═════ Records shown ═════

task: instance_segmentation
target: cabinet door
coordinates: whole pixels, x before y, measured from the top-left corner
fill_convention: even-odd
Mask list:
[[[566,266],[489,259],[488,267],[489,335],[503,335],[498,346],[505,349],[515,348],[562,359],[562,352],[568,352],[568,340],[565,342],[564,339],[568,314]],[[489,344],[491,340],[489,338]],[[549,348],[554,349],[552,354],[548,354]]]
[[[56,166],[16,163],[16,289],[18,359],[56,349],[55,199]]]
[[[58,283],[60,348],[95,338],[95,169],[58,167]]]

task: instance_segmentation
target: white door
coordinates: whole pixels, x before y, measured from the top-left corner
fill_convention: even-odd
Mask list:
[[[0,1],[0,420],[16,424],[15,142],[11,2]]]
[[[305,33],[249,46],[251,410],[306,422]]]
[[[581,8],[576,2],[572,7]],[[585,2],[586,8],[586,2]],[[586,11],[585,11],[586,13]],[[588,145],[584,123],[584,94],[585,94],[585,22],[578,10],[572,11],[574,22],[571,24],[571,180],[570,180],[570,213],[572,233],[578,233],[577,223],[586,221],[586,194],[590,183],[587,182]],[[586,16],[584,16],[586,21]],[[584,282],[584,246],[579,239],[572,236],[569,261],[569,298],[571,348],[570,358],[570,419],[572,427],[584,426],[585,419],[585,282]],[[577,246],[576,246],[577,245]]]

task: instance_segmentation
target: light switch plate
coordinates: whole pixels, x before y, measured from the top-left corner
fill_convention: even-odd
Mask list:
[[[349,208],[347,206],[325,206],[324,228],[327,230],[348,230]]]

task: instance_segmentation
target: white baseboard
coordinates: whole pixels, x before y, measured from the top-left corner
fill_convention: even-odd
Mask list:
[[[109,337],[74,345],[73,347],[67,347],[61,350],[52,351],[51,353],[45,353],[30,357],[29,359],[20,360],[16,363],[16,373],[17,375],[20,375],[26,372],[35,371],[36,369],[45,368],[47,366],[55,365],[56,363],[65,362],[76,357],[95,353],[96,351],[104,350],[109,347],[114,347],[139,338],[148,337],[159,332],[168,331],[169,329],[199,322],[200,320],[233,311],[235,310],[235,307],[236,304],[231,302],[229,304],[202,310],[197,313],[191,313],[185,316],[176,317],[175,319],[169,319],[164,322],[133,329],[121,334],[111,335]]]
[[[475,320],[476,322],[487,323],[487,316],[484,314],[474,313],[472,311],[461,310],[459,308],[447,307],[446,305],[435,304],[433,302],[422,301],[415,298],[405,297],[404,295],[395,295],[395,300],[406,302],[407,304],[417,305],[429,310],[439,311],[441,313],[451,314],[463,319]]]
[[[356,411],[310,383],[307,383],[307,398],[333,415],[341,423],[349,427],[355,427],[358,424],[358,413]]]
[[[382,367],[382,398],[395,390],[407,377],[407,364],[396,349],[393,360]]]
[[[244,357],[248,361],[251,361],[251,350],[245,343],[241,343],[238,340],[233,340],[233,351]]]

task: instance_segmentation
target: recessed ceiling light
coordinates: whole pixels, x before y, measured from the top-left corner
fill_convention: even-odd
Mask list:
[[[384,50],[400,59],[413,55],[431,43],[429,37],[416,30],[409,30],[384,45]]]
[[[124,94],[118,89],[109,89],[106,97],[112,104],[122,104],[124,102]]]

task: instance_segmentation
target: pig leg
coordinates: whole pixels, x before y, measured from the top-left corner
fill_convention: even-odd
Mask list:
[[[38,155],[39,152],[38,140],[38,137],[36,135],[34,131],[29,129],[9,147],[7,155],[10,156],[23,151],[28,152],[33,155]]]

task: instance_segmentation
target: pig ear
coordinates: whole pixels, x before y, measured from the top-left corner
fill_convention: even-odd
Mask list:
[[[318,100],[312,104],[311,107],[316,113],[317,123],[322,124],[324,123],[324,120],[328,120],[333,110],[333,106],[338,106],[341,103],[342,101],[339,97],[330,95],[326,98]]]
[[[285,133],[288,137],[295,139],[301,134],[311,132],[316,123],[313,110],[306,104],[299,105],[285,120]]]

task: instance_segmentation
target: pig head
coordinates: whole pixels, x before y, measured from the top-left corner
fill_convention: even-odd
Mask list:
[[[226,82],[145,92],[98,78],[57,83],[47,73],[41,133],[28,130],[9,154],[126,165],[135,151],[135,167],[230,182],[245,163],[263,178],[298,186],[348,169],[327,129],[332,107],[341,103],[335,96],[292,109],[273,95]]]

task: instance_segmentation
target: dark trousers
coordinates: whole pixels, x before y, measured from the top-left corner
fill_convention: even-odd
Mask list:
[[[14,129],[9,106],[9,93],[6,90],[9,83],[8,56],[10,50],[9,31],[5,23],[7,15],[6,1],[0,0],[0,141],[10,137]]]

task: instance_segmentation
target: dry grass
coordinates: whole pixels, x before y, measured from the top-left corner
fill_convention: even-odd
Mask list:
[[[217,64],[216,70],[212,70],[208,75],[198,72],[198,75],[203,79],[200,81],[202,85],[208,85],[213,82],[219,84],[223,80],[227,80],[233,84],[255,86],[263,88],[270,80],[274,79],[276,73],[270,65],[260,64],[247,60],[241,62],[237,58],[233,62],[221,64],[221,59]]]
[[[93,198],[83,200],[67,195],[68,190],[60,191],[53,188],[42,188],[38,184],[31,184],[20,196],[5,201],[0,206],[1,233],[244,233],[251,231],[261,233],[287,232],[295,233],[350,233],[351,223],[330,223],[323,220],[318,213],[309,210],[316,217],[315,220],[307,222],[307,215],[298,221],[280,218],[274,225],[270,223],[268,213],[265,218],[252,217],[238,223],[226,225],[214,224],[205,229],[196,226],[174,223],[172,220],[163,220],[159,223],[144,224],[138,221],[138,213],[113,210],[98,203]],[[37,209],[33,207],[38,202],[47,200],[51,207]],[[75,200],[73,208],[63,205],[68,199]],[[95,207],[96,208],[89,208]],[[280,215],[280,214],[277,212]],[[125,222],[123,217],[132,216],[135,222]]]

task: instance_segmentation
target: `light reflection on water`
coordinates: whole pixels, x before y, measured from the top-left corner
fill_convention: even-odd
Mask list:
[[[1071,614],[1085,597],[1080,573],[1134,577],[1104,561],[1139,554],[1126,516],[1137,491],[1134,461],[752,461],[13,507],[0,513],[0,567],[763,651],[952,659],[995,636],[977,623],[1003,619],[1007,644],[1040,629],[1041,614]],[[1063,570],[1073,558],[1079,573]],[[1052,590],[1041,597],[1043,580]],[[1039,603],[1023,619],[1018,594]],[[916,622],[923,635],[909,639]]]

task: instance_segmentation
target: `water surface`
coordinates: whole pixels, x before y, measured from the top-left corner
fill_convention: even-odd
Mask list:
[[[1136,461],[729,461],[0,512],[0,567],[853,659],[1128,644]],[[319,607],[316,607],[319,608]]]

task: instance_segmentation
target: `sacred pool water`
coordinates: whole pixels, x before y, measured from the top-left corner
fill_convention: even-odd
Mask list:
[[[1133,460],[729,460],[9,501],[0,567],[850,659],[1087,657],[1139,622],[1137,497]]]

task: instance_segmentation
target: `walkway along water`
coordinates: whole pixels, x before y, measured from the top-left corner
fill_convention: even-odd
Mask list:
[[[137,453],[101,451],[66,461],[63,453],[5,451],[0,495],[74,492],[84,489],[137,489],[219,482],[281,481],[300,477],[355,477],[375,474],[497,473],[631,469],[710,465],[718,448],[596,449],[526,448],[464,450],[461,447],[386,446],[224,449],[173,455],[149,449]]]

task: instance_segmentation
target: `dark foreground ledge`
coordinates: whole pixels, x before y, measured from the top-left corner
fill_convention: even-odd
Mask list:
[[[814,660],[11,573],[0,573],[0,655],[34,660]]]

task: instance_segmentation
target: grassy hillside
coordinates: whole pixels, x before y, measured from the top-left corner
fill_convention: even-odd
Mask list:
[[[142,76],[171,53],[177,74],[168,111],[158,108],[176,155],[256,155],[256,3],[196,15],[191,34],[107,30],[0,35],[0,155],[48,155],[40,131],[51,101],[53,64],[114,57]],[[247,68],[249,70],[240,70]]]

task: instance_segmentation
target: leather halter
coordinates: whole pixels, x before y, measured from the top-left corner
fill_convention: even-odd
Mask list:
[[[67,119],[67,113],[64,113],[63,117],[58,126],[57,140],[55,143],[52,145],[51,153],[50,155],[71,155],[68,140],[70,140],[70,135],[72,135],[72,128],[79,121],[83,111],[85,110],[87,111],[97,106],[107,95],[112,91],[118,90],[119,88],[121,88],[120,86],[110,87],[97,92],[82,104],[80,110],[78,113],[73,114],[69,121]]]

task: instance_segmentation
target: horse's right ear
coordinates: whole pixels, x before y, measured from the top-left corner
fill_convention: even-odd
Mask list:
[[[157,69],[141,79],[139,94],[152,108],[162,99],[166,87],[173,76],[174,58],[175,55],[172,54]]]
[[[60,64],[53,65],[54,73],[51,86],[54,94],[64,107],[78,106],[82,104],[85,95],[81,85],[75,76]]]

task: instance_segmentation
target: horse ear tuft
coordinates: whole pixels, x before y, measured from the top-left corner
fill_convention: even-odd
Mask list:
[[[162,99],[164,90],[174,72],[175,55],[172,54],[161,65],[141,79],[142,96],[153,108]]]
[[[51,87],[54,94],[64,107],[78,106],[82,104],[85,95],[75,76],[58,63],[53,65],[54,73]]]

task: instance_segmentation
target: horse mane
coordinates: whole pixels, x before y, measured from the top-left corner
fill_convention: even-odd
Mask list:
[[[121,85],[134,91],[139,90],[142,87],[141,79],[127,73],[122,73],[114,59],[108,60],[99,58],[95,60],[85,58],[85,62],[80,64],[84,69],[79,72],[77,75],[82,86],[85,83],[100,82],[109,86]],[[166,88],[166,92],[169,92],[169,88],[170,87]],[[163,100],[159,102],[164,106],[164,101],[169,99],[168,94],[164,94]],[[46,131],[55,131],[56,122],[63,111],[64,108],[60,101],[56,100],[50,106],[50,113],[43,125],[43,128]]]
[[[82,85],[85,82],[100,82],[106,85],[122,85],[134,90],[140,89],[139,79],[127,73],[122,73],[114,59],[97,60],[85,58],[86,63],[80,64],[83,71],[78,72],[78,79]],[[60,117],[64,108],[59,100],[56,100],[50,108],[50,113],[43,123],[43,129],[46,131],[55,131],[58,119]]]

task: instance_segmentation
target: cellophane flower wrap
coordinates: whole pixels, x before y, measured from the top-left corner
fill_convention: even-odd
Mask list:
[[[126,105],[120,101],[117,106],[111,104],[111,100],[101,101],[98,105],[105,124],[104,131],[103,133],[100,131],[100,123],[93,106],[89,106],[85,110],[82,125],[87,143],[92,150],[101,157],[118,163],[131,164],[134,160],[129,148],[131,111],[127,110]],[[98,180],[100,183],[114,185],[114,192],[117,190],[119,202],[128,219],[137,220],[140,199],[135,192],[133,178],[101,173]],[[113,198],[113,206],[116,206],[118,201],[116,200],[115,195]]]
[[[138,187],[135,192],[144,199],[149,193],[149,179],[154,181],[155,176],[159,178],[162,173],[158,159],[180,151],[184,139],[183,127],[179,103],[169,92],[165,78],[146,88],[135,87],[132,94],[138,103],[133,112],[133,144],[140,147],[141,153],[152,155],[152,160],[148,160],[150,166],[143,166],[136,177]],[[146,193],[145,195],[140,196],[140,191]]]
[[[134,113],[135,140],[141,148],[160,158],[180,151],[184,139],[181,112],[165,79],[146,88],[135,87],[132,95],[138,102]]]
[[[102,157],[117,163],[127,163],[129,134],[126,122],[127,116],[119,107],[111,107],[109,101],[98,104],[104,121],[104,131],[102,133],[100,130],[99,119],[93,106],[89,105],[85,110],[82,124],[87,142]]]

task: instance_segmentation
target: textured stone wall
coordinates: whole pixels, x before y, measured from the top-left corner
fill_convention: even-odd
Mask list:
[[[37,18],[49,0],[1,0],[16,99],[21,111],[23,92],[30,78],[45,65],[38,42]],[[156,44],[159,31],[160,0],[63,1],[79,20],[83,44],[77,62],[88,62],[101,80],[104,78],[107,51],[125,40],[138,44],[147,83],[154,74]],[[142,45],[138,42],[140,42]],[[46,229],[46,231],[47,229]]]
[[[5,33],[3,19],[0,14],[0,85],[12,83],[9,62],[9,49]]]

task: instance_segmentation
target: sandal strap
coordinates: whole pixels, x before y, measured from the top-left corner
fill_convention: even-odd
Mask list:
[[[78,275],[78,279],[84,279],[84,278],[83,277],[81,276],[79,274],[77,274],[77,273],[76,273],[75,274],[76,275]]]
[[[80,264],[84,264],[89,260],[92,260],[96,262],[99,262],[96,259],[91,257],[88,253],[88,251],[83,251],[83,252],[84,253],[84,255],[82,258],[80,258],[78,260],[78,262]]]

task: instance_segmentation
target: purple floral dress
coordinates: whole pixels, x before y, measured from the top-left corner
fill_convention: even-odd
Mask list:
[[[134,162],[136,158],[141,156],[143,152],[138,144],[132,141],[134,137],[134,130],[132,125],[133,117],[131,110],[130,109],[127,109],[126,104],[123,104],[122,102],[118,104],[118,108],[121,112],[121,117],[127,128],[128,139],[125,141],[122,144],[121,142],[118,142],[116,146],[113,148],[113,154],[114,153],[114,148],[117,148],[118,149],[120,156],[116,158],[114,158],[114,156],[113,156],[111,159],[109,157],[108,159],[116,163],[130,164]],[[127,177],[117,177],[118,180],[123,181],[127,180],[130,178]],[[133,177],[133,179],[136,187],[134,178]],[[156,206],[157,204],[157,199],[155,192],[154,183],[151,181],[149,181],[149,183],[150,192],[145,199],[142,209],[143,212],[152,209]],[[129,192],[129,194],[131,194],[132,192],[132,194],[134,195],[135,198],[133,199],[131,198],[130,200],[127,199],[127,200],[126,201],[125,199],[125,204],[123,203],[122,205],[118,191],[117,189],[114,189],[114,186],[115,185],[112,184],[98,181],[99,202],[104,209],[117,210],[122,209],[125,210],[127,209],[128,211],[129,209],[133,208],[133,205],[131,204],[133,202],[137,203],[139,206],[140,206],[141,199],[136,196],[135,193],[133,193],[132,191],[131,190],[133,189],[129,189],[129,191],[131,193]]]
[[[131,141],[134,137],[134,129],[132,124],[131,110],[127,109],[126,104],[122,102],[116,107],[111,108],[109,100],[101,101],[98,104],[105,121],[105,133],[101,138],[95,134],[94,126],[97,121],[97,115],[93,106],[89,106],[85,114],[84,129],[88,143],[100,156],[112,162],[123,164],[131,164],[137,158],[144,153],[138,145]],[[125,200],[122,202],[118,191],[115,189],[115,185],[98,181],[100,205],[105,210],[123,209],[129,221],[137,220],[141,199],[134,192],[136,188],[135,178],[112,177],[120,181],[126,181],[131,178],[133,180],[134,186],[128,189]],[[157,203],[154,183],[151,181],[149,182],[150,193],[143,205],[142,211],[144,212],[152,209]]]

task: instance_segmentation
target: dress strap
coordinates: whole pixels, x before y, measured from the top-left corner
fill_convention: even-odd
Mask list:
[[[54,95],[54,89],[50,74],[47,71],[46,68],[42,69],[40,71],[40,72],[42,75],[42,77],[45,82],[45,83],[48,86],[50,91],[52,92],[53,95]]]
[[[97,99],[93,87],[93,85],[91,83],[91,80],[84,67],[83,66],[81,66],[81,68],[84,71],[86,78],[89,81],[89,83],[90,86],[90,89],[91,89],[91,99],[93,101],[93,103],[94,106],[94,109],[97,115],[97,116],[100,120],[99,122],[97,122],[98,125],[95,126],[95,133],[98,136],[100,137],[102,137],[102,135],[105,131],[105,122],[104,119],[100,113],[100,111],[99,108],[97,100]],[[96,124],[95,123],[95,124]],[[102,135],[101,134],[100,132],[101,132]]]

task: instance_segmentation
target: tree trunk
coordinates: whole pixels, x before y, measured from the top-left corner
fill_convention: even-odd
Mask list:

═════

■ **Stated problem**
Report how many lines of the material above contain the string "dress", counting only matches with identical capitalization. Reply with the number alone.

■ **Answer to the exercise**
2